--- DOCUMENT SEGMENT ---

In the short term, oil markets are still threatened by ever-rising global Covid cases and the possibility of a so-called “second wave” of the pandemic that could commence in the Northern Hemisphere with the onset of colder temperatures in September and October.

LNG markets, however, will take much longer to recover and any long-awaited market equilibrium may not be reached until the mid part of the decade or even further out.

Systemic market shake-up

JERA’s LNG woes are also causing it to seek more flexible terms in long-term procurement contracts, even as Japan faces a significant reduction in LNG usage. That will hit relations with producers already under stress from low prices.

“Long-term SPAs [sales and purchase agreements] with rigid terms are no longer suitable for a rapidly changing market,” Hitoshi Nishizawa, a senior executive officer at JERA, said at an energy conference in Japan this month.

He suggested that more volume and destination flexibility are needed to meet LNG buyers’ evolving needs, as well as a more creative approach to pricing.

To date, only JERA and a few other Japanese LNG buyers are likely succeeding in ongoing negotiations over concessions with long-term suppliers, even as demand destruction and oversupply for the fuel puts more pressure on producers and continues to give greater leverage to buyers.

Japan’s LNG imports plunged in April to a ten-year low as it and much of the world went into lockdown due to the coronavirus. The country, the world’s leading LNG importer, took in 5.13 mt of LNG in April, down 8.8% from the same period a year earlier and the lowest since May 2010, Japan’s Ministry of Finance data shows.

Japan’s LNG imports, however, are still tanking, exacerbating the market’s oversupply situation. The country imported some 4.51 mt of the fuel in May, down 18.9% from the same period a year earlier and representing the fifth monthly drop in volumes so far this year.

By the end of last year, Japan was the third-largest buyer of US LNG after South Korea (the world’s third-largest LNG importer) and Mexico, according to US Department of Energy (DOE) data. Since the US began exporting LNG from the so-called Lower-48 states in February 2016, 9.6% of its accumulated volume has been shipped to Japan.

--- EXERCISES ---
A) Answer these questions using the article on LNG markets:
(i) How many metric tons of LNG did Japan import in May?
(ii) What is Hitoshi Nishizawa's position at JERA?
(iii) Which two buyers of US LNG ranked ahead of Japan by the end of last year?
B) Reproduce the passage from the article on LNG markets starting at "In the short" and ending at "from low prices.".

--- SUPPLIED MATERIAL ---

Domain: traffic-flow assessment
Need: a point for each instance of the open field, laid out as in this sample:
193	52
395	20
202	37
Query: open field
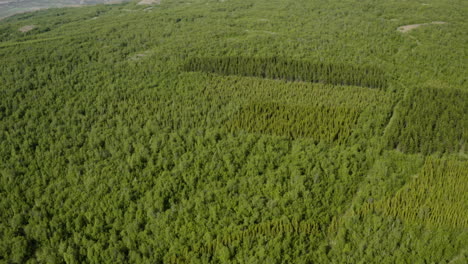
11	7
238	131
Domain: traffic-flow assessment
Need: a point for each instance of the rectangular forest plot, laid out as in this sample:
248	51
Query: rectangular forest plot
319	122
430	120
438	196
291	70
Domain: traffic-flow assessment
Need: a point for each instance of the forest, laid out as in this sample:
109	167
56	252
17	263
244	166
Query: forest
238	131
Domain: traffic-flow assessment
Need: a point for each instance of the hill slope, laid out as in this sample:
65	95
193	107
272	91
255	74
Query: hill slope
235	132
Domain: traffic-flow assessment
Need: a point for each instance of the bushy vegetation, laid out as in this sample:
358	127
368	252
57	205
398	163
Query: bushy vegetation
277	68
436	196
431	120
173	133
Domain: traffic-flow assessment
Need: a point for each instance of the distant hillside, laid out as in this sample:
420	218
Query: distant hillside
11	7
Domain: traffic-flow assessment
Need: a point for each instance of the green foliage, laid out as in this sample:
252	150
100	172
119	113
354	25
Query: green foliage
277	68
437	196
110	152
323	124
430	120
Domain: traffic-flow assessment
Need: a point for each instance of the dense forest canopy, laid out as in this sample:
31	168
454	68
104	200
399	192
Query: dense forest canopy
237	131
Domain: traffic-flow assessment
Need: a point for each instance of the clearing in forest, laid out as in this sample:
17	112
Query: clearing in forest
149	2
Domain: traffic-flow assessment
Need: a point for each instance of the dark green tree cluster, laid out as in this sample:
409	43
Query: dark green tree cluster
430	120
291	70
321	123
110	152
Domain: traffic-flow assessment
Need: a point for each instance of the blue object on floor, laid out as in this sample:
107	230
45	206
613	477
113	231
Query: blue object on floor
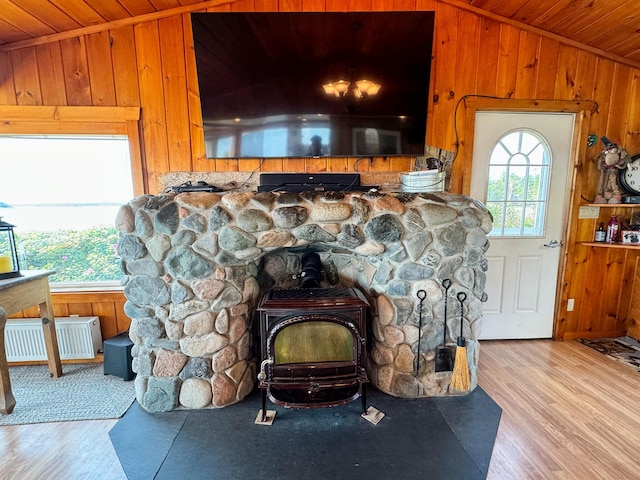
117	356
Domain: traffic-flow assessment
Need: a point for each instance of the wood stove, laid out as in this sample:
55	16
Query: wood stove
313	344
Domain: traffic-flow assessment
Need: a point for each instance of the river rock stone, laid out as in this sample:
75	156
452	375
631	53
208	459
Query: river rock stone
232	239
161	394
290	217
130	247
143	290
384	228
253	220
125	219
219	217
183	263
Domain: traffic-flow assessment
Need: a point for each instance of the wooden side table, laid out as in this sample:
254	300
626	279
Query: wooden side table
17	294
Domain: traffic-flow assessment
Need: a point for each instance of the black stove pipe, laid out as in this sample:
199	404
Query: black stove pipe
311	276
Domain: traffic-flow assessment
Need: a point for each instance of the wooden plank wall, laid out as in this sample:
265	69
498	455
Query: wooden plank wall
151	65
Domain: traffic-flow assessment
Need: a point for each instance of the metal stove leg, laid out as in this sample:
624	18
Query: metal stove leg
364	398
264	405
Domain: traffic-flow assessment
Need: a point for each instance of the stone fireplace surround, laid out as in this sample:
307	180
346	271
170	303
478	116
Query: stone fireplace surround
196	264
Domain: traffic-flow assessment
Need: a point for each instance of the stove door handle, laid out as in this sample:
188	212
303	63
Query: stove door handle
262	376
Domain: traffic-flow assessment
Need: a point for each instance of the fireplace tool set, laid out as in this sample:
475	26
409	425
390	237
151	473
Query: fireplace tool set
444	361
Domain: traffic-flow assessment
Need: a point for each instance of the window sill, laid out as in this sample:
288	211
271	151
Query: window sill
86	287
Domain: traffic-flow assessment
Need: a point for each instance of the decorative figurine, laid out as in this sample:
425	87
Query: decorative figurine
612	159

--- SOLUTIONS TO THE PROBLEMS ---
A)
(i) 4.51 mt
(ii) Senior executive officer
(iii) South Korea and Mexico

B)
In the short term, oil markets are still threatened by ever-rising global Covid cases and the possibility of a so-called “second wave” of the pandemic that could commence in the Northern Hemisphere with the onset of colder temperatures in September and October.

LNG markets, however, will take much longer to recover and any long-awaited market equilibrium may not be reached until the mid part of the decade or even further out.

Systemic market shake-up

JERA’s LNG woes are also causing it to seek more flexible terms in long-term procurement contracts, even as Japan faces a significant reduction in LNG usage. That will hit relations with producers already under stress from low prices.